## Requirement
Update the items below by changing each "keypoint" to "marker" and leaving everything else as it is.

## Recorded information
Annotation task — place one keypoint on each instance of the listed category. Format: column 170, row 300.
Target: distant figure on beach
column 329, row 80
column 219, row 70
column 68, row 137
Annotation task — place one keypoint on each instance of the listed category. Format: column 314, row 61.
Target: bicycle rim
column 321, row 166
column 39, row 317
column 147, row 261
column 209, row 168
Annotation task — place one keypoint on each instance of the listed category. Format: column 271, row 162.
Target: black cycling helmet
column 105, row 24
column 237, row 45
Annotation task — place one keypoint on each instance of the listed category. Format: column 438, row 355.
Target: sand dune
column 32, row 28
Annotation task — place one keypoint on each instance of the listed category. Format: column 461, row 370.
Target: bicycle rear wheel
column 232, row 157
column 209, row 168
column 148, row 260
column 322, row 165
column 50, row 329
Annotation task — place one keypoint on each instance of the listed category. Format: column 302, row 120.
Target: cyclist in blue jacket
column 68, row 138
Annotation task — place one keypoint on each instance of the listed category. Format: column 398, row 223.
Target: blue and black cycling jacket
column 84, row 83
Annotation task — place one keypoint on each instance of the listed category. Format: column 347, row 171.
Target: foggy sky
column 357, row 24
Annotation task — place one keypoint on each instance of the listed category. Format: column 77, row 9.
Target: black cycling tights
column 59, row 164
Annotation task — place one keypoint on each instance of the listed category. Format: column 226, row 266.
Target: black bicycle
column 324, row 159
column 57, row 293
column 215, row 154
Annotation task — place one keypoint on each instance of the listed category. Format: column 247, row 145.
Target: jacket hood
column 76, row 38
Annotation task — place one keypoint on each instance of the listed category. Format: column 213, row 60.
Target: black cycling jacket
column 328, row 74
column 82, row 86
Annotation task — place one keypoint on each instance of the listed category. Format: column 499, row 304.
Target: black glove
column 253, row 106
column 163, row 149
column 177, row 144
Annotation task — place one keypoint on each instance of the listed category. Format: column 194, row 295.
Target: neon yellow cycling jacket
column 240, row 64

## Exercise output
Annotation task — place one marker on each instance of the listed category. Format: column 170, row 300.
Target: distant figure on beach
column 329, row 80
column 219, row 70
column 68, row 137
Annotation task — place one marker on each instance of the listed category. Format: column 314, row 61.
Target: bicycle rim
column 321, row 166
column 39, row 317
column 147, row 261
column 209, row 168
Annotation task — place one marker on each instance of the listed category. Format: column 271, row 162.
Target: black cycling helmet
column 105, row 24
column 237, row 45
Annotation task — place one marker on each instance of the listed category. Format: column 438, row 355.
Target: sand dune
column 32, row 28
Annotation task — place one marker on each instance of the listed category. Format: column 461, row 370.
Target: bicycle rear wheel
column 232, row 157
column 209, row 168
column 148, row 260
column 322, row 165
column 50, row 329
Annotation task — place one marker on each instance of the listed category. Format: column 302, row 120.
Target: cyclist in blue jacket
column 68, row 138
Annotation task — place one marker on each instance of the listed category. Format: column 398, row 223.
Target: blue and black cycling jacket
column 84, row 83
Annotation task — place one marker on each instance of the listed category. Format: column 347, row 171.
Target: foggy sky
column 357, row 24
Annotation task — place one marker on each instance of the listed category. Format: column 77, row 9.
Target: black cycling tights
column 59, row 164
Annotation task — place one marker on each instance of the listed category. Format: column 226, row 266.
Target: black bicycle
column 324, row 159
column 57, row 293
column 215, row 154
Annotation task — place one marker on each instance of the listed category. Format: column 247, row 145.
Target: jacket hood
column 76, row 38
Annotation task — place one marker on each instance of the listed category. Format: column 213, row 60.
Target: black cycling jacket
column 328, row 74
column 82, row 86
Annotation task — place one marker on each instance of the listed category. Format: column 499, row 304.
Target: black glove
column 253, row 106
column 163, row 149
column 177, row 144
Annotation task — place one marker on each instance of the listed category. Format: column 194, row 295.
Target: neon yellow cycling jacket
column 240, row 64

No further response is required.